Below is a set of records; reproduce them exactly without their pictures.

○ ○ ○ ○

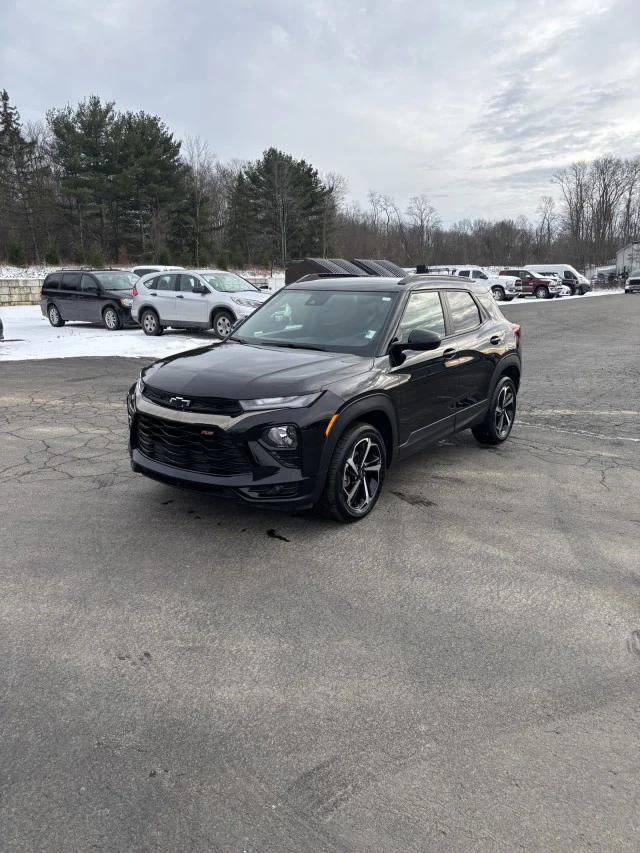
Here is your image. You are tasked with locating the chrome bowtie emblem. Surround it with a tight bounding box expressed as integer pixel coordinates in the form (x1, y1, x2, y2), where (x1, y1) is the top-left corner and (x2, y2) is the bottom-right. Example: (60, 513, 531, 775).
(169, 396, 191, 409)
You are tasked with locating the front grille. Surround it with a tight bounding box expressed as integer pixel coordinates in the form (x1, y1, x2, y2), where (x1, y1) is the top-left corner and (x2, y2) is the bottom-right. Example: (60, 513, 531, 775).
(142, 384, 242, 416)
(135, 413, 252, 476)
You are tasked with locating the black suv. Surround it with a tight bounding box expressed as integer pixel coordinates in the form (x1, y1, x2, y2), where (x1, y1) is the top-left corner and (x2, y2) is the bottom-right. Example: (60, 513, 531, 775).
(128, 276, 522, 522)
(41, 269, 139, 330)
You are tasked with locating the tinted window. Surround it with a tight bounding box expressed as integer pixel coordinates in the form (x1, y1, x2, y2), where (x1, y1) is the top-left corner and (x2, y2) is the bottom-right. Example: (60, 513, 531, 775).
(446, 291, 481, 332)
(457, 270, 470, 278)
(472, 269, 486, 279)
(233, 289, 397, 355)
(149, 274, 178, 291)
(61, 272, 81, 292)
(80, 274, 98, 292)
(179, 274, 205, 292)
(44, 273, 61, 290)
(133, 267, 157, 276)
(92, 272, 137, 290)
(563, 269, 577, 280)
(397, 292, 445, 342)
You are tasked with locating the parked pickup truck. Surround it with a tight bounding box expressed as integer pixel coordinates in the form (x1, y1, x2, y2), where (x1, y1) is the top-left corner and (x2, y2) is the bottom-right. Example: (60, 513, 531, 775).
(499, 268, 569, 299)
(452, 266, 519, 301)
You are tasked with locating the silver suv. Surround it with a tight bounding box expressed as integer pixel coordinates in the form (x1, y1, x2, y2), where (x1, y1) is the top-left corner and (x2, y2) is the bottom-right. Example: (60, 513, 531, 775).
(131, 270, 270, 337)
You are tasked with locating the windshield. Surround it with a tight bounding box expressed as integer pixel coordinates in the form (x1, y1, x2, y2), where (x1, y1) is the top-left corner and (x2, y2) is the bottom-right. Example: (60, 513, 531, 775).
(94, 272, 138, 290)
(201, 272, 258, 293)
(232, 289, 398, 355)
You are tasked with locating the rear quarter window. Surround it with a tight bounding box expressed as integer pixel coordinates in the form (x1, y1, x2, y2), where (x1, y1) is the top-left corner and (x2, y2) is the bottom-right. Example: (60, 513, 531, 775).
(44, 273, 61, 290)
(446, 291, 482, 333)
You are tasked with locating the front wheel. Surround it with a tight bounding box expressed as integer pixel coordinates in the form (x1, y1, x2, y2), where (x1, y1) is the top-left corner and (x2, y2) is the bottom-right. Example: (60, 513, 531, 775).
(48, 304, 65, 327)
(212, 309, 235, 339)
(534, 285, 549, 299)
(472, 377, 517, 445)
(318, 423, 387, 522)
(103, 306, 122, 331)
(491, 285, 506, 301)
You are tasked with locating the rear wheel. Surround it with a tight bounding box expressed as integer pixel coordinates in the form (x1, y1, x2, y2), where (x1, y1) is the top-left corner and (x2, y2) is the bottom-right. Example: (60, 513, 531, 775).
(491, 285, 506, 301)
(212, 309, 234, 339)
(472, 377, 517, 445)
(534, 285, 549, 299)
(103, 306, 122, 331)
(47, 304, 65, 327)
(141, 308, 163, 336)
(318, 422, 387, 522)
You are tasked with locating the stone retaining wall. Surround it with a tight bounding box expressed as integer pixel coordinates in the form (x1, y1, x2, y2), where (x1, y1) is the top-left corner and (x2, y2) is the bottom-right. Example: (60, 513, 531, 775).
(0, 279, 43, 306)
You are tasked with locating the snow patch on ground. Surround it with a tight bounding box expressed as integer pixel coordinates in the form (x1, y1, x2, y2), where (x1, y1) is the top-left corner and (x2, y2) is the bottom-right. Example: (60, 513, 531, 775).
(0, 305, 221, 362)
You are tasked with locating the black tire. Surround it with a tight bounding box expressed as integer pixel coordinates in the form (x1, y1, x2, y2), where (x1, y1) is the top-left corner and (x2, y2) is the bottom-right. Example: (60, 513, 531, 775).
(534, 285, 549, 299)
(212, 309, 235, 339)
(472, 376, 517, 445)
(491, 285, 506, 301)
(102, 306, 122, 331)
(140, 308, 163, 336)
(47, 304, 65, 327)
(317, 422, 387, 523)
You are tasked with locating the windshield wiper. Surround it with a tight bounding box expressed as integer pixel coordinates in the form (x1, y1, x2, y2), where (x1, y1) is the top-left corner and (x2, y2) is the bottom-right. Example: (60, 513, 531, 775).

○ ○ ○ ○

*Solution to this exercise*:
Here is your image. You are tasked with locating the chrome bowtie emblem. Surround it with a tight bounding box expressed as integer pixel coordinates in the form (x1, y1, x2, y2), where (x1, y1) is the top-left corner and (x2, y2) is the bottom-right. Example: (60, 513, 531, 775).
(169, 396, 191, 409)
You are tasked with locating the front grille. Surround it with a tight bounding box expressed as integer pixel coordinates in the form (x1, y1, x2, y2), where (x1, y1) is the top-left corner and (x2, y2) is the bottom-right. Example: (60, 513, 531, 775).
(142, 384, 242, 416)
(135, 413, 252, 476)
You are tasked with locating the black suv. Surround it with a tight bounding box expressed as integer pixel coordinates in the form (x1, y1, x2, y2), where (x1, y1) is the top-left corner and (x2, y2) is the bottom-right. Example: (60, 513, 531, 775).
(128, 276, 522, 522)
(41, 269, 139, 330)
You are tasked with locating the tinted window. Surround it with a tight bounding box expressed as integer pixel coordinates in the form (x1, y1, x2, y2), where (x1, y1) is the top-left corner and (x2, y2) is the bottom-right. Example: (60, 513, 531, 775).
(446, 291, 481, 332)
(457, 270, 470, 278)
(472, 269, 486, 279)
(233, 289, 397, 355)
(149, 274, 178, 291)
(61, 272, 81, 292)
(80, 274, 98, 292)
(179, 274, 205, 292)
(44, 273, 61, 290)
(133, 267, 157, 276)
(92, 272, 137, 290)
(563, 269, 577, 280)
(397, 292, 445, 342)
You are tasked with locating the parked pickup truck. Surround it with a tight bounding box expressed as integer pixel coordinates in the form (x1, y1, x2, y2), where (x1, y1) is the top-left corner and (x2, y2) is the bottom-right. Example: (60, 513, 531, 775).
(499, 268, 569, 299)
(452, 266, 519, 301)
You are tasked with locating the silver suv. Surround it with a tight bounding box expressed as integer pixel coordinates in the form (x1, y1, x2, y2), where (x1, y1) is the top-left corner and (x2, y2) is the bottom-right. Example: (60, 513, 531, 775).
(131, 270, 270, 337)
You are tasked with locating the windshield. Surround it with a tight bounding box expressed as integer pixel coordinates in the form (x1, y1, x2, y2), where (x1, y1) is the top-left corner and (x2, y2) is the bottom-right. Example: (60, 513, 531, 775).
(94, 272, 138, 290)
(201, 272, 258, 293)
(232, 289, 398, 355)
You are tasked with locating the rear quarter window. Surround it with a tight bounding box expressed as integer pixel coordinates in the form (x1, y1, x2, y2), where (x1, y1) is the top-left corner and (x2, y2) is the bottom-right. Example: (60, 513, 531, 775).
(44, 273, 61, 290)
(446, 291, 482, 333)
You are tasked with locating the front wheel. Surround it with a tight bounding box expressed as integer pixel coordinates in the form (x1, y1, x2, y2), where (x1, y1) is the top-left corner and (x2, y2) is the bottom-right. Example: (60, 513, 531, 775).
(48, 304, 65, 327)
(212, 309, 235, 339)
(534, 285, 549, 299)
(472, 377, 517, 445)
(318, 423, 387, 522)
(103, 306, 122, 331)
(491, 285, 506, 301)
You are tasked with locating the rear wheel. Surround it with a tight bounding box expressed as integer pixel coordinates in the form (x1, y1, x2, y2), where (x1, y1) is the top-left corner and (x2, y2) is the bottom-right. Example: (60, 513, 531, 775).
(491, 285, 506, 301)
(212, 309, 234, 339)
(472, 377, 517, 445)
(534, 285, 549, 299)
(103, 306, 122, 331)
(47, 304, 65, 327)
(141, 308, 163, 336)
(318, 422, 387, 522)
You are tasked with locating the stone retaining wall. Surround it with a tight bounding box expressed as integer pixel coordinates in the form (x1, y1, x2, y2), where (x1, y1) is the top-left corner and (x2, y2) is the bottom-right. Example: (60, 513, 531, 775).
(0, 279, 43, 306)
You are tasked with locating the snow patch on ground. Surround it with a tight bounding box expressed as integer pixel coordinates in the form (x1, y1, x2, y2), where (x1, y1) is the top-left corner and (x2, y2) is the bottom-right. Example: (60, 513, 531, 775).
(0, 305, 221, 362)
You are tasked with locating the black tire. Surround it with a tight bounding box expressed as integer pixel coordinates in the form (x1, y1, x2, y2), where (x1, y1) is the top-left corner and (x2, y2) is the bottom-right. Example: (60, 513, 531, 775).
(534, 285, 549, 299)
(212, 309, 235, 339)
(472, 376, 517, 445)
(491, 285, 506, 301)
(102, 306, 122, 331)
(140, 308, 163, 336)
(47, 304, 65, 327)
(317, 422, 387, 523)
You are tasked with locating the windshield wiper. Surround it with a tight bounding box expressed as integer pixel coordinates in the form (x1, y1, x2, y2), where (x1, y1) is the top-left corner and (x2, y2) is the bottom-right. Example: (60, 513, 531, 775).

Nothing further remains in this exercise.